- What is expected
Take the line containing "of the mouth." and every line after it in the data below, and print them exactly as given, with nothing else.

- Given information
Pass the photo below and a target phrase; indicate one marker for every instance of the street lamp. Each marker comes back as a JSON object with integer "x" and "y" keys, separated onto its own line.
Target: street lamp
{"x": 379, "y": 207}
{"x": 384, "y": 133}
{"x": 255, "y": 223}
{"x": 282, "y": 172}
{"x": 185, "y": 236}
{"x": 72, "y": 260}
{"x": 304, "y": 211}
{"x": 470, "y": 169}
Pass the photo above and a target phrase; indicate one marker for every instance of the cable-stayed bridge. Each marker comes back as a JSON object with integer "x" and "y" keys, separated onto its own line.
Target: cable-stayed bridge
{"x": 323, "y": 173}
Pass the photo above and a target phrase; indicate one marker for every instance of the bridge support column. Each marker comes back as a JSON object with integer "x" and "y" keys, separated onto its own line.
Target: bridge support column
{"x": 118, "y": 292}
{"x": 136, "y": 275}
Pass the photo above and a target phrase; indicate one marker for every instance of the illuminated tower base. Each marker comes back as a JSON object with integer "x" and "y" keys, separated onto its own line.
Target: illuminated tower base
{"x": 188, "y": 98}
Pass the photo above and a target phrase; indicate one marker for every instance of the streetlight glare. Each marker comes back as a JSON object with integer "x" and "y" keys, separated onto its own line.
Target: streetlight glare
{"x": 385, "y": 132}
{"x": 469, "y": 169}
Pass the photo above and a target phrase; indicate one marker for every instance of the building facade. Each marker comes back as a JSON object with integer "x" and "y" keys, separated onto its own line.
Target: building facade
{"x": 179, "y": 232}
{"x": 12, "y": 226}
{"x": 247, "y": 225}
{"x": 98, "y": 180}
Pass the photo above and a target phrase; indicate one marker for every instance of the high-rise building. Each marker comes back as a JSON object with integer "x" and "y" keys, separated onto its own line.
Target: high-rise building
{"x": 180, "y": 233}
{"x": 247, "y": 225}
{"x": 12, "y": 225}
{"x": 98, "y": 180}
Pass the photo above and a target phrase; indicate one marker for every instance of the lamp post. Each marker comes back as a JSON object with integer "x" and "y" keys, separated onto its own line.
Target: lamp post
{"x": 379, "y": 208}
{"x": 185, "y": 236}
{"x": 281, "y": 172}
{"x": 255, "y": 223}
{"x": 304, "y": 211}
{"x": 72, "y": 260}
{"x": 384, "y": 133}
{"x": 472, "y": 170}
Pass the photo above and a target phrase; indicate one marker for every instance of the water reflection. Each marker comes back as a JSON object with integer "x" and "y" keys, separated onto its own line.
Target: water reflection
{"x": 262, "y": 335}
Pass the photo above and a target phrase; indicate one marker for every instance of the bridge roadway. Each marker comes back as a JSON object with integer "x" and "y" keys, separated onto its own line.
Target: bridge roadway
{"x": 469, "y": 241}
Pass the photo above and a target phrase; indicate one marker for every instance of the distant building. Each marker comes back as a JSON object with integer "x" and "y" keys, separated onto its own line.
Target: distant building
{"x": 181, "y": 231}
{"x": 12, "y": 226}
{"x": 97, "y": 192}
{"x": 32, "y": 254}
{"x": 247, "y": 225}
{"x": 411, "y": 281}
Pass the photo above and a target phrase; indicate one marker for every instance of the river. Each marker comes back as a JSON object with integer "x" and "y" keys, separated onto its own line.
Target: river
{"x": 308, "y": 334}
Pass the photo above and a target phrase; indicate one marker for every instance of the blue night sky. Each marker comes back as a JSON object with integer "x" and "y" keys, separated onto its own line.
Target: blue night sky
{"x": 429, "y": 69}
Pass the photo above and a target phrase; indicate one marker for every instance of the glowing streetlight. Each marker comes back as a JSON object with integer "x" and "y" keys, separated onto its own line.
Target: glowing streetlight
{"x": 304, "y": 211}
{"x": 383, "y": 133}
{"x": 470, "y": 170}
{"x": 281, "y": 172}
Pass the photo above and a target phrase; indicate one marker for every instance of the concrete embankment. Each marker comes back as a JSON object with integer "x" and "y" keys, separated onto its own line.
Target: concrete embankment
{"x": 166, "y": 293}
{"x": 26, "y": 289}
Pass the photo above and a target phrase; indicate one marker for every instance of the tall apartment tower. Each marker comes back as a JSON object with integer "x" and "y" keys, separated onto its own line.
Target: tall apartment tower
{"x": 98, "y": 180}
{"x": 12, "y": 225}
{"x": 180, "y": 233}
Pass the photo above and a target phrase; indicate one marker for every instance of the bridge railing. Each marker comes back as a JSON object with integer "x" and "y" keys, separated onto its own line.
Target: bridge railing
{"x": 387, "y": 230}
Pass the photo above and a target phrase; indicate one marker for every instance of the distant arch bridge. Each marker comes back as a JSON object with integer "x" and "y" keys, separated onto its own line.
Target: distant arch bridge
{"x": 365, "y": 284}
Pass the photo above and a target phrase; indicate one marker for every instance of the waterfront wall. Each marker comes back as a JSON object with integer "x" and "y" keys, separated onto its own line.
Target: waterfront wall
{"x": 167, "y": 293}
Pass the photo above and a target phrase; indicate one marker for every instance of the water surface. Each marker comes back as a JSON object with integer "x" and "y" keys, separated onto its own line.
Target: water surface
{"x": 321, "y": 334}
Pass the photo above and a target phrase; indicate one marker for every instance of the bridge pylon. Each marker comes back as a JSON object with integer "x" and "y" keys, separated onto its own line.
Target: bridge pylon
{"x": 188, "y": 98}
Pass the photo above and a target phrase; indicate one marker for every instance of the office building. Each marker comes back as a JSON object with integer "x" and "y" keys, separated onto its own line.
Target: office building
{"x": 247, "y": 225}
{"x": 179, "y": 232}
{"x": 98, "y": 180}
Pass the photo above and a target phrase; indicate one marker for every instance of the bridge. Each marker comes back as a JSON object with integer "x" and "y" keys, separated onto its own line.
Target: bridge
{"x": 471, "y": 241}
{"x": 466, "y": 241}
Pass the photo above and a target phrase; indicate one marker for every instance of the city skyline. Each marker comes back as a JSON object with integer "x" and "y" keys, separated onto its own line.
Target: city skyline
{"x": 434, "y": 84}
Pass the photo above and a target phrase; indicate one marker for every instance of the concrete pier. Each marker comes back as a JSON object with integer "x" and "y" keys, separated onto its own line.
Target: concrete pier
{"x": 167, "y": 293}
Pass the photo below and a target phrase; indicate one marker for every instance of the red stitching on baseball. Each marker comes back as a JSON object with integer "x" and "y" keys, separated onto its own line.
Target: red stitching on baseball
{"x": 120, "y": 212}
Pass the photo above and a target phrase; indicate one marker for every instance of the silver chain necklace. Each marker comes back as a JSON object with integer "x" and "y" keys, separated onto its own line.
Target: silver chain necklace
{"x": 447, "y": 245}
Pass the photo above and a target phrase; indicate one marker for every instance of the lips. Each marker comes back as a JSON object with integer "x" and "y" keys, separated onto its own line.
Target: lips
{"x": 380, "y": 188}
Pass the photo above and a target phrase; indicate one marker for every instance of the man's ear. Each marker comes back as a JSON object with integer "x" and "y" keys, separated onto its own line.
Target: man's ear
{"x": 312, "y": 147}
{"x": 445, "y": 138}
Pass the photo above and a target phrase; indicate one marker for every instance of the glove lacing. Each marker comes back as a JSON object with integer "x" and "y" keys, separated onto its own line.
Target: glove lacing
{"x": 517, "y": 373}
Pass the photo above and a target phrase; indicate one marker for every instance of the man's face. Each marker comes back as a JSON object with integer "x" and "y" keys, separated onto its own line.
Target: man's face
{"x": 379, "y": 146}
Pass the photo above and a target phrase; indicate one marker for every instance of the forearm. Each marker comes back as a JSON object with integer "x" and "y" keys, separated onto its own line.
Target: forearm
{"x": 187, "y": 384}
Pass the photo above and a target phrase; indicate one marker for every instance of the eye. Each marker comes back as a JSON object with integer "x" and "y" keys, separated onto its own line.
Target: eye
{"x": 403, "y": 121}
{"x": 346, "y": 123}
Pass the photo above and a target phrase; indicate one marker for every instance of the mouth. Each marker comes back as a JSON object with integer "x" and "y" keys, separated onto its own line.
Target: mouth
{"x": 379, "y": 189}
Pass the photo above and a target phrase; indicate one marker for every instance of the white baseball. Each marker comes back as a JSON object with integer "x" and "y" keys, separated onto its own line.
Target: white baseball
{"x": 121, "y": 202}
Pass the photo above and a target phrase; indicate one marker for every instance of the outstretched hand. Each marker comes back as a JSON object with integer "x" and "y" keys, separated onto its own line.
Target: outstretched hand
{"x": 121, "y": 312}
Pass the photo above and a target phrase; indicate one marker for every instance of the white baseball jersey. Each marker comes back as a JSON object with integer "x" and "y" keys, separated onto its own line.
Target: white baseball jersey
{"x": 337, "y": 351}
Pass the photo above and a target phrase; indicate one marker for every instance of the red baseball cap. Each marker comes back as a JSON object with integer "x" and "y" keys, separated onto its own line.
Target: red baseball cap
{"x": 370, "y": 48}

- The reply
Pass the photo above and a target phrase; indicate one marker for every instance of the mouth. Each marker comes back as a JSON object with integer "x" and "y" keys, separated onto its own line.
Target: mouth
{"x": 379, "y": 189}
Pass the photo above and a target phrase; indicate one marker for every instance of the white baseball. Each marker comes back as a JSON object with integer "x" and "y" keys, separated onto its own line.
Target: white baseball
{"x": 121, "y": 202}
Pass the photo above and a target phrase; indicate one marker for every instance of the outstretched hand. Each marker comes back as a JSON object with integer "x" and "y" keys, separated onto its own line.
Target: outstretched hand
{"x": 121, "y": 312}
Pass the photo above and a target phrase; indicate one marker for every instance of the white baseball jersey. Each marker comes back as a JSON object with integer "x" and "y" keys, separated onto its own line.
Target: white baseball jersey
{"x": 337, "y": 351}
Pass the photo above and a target phrase; indicate one marker for every instance of the red baseball cap. Each marker comes back as a JSON object with integer "x" and "y" keys, separated onto its own line.
Target: red baseball cap
{"x": 370, "y": 48}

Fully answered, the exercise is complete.